> _Exercise requirements_:
- 1) Repeat the part of the teaching passage from "The influence of" down to "confused and confusing.", word for word.
- 2) According to the teaching passage, what does the process model rest upon?
- 3) Pick up the teaching passage after its final sentence and carry it on.

BEGIN Text segment

The influence of Character Education is evident in the outcomes of many school districts emphasizing qualities such as "contributor to the community," and "ethical global citizen."

  

Innovative Teaching: Go Slowly

The best teaching involves attitude, clarity, kindness, and high expectations.  Attitude is far more important than any new technique or innovative teaching method.  You must care about your subject and have compassion for your students. Although we have seen results from innovation, please go slowly, otherwise you will be confused and confusing. 


There is no magic approach to curriculum, pedagogy, and management. Those who want some greater degree of uniformity in what is taught can find that it can put the learners at a disadvantage by expecting them to merely absorb the content and remain passive. A different approach to the theory of curriculum - one that focuses on the process and places meaning-making and thinking at its core - can lead to very different means being employed in classrooms and a high degree of variety in content.


The major weakness and, indeed, strength of the process model is that it rests upon the quality of teachers. If they are not up to much, then there is no safety net in the form of prescribed curriculum materials. The approach is dependent upon the cultivation of wisdom and meaning-making in the classroom. If the teacher is not up to this, then there will be severe limitations on what can happen educationally.

END Text segment
BEGIN Data extract

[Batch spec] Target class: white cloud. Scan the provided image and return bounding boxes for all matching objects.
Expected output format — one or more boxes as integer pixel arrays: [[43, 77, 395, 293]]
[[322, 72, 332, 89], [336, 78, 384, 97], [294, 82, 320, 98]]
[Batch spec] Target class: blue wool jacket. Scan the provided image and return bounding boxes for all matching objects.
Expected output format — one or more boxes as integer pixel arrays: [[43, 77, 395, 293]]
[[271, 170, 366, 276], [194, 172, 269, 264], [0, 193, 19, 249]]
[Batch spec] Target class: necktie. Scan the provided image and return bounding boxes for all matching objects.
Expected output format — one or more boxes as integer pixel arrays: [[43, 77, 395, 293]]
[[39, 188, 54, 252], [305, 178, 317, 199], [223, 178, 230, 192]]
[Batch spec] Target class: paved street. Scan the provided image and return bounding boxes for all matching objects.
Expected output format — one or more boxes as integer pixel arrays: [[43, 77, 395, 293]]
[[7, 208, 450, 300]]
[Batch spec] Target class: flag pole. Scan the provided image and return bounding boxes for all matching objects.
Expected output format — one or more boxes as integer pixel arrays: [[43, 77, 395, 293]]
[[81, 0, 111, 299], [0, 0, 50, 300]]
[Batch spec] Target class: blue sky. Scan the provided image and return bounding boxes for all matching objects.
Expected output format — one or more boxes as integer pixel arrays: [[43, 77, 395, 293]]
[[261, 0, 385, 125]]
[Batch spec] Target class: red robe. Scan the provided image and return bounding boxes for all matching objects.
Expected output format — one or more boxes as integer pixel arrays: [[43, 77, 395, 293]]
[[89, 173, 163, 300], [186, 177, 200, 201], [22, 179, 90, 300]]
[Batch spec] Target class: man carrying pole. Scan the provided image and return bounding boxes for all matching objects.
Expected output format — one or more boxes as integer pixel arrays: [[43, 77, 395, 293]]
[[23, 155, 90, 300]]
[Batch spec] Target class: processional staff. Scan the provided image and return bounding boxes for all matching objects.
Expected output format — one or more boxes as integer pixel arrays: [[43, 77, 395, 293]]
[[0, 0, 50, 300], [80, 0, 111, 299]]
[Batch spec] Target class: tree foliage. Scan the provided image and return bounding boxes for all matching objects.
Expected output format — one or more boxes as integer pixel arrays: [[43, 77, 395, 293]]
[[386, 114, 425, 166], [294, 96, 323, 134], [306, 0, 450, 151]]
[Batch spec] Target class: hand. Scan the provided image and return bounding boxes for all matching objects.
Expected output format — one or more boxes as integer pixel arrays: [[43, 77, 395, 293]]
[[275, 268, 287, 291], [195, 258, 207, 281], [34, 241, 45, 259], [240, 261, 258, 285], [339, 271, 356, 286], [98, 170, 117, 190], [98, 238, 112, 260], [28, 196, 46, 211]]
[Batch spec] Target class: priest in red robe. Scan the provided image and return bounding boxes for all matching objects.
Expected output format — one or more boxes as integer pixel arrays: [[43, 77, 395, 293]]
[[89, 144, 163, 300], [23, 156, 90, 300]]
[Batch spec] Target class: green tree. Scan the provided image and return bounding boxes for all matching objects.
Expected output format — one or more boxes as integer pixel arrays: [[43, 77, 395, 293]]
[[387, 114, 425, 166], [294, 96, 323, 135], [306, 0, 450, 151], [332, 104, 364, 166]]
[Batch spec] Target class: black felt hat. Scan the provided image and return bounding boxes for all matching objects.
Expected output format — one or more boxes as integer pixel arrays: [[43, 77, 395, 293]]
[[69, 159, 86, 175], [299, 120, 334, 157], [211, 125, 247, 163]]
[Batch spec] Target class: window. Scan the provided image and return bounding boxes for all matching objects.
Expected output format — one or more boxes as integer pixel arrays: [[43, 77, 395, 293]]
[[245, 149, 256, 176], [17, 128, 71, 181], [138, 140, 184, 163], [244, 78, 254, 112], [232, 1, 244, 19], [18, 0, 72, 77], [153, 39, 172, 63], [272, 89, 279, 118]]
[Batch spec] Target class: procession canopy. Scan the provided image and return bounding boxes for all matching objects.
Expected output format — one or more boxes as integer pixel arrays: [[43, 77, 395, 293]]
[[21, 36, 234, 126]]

END Data extract

> _Responses to the exercise_:
- 1)
The influence of Character Education is evident in the outcomes of many school districts emphasizing qualities such as "contributor to the community," and "ethical global citizen."

  

Innovative Teaching: Go Slowly

The best teaching involves attitude, clarity, kindness, and high expectations.  Attitude is far more important than any new technique or innovative teaching method.  You must care about your subject and have compassion for your students. Although we have seen results from innovation, please go slowly, otherwise you will be confused and confusing.

- 2) It rests upon the quality of teachers.

- 3)
There have been some attempts to overcome this problem by developing materials and curriculum packages that focus more closely on the process of discovery or problem-solving. But there is danger in this approach. Processes become reduced to sets of skills (for example, how to light a Bunsen burner). When students are able to demonstrate certain skills, they are deemed to have completed the process. The actions have become the ends; the processes have become the product. Whether or not students are able to apply the skills to make sense of the world around them is somehow overlooked.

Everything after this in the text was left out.